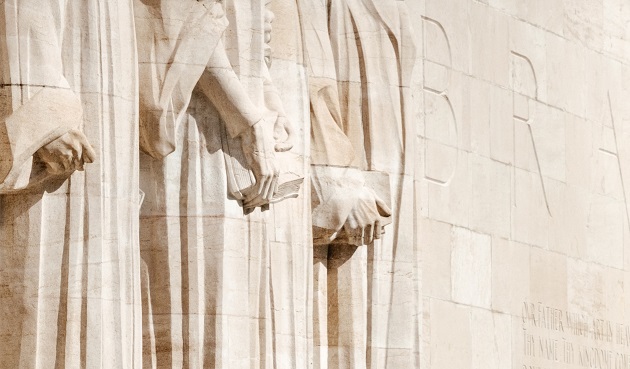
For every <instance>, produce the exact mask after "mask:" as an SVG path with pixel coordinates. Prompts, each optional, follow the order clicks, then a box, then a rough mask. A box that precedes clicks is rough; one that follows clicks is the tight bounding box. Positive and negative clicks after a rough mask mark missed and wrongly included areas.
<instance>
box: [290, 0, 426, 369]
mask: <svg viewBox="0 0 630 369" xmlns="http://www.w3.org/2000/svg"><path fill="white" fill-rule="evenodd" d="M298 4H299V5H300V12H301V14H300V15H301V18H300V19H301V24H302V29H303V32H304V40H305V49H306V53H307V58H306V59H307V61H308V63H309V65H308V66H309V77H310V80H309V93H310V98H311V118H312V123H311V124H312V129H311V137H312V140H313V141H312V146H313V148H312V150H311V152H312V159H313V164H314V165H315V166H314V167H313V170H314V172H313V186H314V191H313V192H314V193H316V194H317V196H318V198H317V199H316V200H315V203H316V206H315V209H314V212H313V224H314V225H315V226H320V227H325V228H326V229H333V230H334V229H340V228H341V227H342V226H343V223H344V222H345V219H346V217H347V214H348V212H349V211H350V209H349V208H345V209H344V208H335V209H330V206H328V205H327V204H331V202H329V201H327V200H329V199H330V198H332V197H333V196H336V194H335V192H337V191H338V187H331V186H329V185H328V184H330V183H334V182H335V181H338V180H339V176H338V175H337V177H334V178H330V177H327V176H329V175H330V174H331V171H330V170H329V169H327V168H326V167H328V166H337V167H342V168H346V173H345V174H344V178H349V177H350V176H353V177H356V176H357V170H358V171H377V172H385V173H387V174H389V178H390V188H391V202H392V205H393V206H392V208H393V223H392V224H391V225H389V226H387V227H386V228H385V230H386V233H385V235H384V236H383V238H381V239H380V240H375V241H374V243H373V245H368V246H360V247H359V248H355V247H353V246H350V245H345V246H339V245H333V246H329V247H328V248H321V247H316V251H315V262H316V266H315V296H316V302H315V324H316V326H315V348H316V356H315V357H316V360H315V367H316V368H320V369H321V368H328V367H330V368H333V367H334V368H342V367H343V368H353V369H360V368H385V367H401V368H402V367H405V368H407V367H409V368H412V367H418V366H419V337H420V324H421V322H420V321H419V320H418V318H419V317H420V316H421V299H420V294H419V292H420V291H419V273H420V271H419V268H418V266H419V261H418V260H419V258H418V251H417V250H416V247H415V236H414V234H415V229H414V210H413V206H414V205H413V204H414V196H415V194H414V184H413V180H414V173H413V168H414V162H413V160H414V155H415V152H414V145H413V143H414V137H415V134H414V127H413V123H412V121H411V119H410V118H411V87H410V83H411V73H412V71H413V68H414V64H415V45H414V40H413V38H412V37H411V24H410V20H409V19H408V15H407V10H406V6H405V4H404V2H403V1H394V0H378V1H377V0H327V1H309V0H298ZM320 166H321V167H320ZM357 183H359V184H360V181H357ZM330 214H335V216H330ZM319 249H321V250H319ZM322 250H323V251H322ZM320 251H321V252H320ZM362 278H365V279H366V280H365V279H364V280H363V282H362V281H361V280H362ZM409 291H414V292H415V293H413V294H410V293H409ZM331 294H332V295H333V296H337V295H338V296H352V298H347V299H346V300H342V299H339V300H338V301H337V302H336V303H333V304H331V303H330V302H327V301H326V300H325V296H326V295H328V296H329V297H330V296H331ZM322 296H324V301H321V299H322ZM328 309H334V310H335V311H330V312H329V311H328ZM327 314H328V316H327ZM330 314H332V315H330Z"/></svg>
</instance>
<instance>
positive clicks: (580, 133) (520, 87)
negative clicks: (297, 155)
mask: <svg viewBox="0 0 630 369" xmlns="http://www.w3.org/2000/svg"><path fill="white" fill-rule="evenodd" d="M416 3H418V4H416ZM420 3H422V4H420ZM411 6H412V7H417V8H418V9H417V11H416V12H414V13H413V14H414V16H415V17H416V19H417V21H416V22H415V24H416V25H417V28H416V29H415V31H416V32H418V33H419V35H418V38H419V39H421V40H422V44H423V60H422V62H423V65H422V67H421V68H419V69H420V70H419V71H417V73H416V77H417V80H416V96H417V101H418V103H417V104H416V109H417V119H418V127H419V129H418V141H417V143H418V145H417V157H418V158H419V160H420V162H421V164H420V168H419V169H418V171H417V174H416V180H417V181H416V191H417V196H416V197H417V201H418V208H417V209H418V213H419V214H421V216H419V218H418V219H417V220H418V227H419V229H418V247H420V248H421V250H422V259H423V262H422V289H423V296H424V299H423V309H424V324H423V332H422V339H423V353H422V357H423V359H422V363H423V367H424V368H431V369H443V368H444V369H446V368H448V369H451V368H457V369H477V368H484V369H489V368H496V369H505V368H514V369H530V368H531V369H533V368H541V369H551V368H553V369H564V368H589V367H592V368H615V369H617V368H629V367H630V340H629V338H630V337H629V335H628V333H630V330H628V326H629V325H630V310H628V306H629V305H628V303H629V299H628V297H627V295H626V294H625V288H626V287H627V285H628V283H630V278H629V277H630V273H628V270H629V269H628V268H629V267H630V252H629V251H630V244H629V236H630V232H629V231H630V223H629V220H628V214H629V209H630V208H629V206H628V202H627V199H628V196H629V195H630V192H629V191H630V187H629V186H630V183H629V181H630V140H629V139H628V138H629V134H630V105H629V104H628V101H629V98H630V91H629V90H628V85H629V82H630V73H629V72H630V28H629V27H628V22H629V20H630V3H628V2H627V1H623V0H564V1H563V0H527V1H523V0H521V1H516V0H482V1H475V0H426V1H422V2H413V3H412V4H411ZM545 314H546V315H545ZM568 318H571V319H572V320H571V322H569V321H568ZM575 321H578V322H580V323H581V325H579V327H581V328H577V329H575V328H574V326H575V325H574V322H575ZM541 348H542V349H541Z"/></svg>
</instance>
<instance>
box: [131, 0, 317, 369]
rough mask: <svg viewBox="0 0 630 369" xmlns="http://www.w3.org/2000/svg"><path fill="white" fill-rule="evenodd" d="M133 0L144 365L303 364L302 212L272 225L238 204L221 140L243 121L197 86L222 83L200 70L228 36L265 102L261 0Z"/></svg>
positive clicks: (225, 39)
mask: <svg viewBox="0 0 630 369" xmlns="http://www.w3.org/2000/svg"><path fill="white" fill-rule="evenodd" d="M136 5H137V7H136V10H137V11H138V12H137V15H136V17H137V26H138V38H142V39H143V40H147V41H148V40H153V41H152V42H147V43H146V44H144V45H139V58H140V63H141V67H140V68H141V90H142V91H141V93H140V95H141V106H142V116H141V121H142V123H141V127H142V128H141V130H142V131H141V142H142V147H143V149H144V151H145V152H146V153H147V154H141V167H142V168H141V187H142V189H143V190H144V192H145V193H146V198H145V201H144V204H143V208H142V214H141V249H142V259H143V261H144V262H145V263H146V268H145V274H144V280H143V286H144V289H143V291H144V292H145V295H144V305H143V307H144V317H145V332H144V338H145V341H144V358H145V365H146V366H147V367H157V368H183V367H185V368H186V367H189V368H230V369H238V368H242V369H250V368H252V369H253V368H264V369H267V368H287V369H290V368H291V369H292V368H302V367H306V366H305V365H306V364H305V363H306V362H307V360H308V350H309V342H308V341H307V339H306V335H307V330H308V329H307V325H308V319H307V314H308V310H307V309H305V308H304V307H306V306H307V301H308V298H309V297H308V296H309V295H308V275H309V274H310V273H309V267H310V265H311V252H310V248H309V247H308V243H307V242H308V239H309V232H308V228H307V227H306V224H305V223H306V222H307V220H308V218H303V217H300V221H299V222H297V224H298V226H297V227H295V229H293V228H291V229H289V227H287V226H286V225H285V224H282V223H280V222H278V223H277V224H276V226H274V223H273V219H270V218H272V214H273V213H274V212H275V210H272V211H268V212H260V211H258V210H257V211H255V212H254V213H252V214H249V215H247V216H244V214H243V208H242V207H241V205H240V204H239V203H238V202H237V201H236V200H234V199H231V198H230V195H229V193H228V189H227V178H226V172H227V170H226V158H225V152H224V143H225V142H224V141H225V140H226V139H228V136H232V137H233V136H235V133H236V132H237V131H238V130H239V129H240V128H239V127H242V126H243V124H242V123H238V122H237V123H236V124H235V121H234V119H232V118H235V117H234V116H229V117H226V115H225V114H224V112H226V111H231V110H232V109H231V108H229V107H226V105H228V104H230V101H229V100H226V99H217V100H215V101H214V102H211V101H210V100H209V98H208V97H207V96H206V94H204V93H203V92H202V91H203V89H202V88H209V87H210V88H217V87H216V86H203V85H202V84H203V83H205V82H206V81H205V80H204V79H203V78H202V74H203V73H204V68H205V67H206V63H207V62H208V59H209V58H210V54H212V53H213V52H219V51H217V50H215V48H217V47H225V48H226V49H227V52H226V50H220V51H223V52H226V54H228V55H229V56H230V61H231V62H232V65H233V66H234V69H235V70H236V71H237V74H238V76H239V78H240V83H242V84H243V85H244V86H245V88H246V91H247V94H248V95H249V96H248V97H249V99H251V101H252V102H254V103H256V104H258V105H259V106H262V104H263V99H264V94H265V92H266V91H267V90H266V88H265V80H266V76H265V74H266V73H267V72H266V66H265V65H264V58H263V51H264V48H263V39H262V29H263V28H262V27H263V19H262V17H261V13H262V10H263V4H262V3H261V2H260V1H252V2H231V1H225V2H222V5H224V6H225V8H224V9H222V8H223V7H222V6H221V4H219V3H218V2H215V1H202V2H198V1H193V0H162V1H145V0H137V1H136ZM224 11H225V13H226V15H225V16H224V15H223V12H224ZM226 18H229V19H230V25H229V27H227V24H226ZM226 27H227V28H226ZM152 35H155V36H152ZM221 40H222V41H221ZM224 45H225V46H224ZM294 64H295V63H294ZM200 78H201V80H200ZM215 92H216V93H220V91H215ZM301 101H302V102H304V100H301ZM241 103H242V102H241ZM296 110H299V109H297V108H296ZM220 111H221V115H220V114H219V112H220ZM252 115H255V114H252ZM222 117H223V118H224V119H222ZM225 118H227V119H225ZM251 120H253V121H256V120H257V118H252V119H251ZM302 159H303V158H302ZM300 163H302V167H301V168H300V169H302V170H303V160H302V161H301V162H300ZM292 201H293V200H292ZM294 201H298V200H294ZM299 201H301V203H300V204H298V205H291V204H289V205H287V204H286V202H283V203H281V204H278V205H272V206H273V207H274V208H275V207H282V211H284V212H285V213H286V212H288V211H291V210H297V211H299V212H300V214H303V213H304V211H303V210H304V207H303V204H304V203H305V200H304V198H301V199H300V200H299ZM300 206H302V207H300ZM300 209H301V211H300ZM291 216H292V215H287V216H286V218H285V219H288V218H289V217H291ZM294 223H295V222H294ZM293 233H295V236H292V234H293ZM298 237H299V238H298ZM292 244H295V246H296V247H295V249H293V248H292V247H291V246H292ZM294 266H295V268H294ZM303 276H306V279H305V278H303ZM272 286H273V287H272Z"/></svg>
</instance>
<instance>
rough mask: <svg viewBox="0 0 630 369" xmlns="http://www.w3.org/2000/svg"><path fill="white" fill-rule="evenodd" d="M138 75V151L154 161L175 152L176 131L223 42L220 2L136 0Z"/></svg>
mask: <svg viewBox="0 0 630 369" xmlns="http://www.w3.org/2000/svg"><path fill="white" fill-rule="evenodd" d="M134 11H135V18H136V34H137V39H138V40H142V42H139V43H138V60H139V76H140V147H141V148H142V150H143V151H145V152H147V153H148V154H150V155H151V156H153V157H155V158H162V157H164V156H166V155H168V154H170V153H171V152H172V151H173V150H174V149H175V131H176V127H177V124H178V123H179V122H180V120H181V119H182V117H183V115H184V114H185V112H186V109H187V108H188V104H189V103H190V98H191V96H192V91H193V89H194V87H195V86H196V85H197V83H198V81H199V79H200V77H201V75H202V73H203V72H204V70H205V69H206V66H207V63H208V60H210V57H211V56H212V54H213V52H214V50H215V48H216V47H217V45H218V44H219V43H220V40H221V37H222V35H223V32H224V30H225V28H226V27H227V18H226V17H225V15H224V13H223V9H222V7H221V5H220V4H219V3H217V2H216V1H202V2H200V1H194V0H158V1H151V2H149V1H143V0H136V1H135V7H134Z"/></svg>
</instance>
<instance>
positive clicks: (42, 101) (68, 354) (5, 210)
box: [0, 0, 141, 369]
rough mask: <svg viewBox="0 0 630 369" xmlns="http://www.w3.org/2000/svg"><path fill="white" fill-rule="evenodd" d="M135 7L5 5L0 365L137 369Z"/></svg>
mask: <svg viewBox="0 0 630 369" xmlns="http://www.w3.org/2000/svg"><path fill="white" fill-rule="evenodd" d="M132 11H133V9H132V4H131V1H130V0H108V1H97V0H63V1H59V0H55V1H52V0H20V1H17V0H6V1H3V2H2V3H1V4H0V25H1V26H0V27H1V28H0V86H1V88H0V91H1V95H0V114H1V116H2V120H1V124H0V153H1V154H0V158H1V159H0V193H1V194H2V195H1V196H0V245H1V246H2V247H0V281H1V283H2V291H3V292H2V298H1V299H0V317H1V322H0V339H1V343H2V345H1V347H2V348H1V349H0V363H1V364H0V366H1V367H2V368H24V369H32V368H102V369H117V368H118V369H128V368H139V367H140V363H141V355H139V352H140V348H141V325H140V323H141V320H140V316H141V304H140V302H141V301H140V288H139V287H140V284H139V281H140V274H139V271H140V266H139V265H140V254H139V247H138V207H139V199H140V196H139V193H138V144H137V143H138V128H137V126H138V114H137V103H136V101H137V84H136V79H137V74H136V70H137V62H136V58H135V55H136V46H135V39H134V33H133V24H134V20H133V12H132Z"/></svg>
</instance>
· · ·
Work instructions
Tally the lines of the material in which the word "negative" appears. Output the count alone.

Final answer
2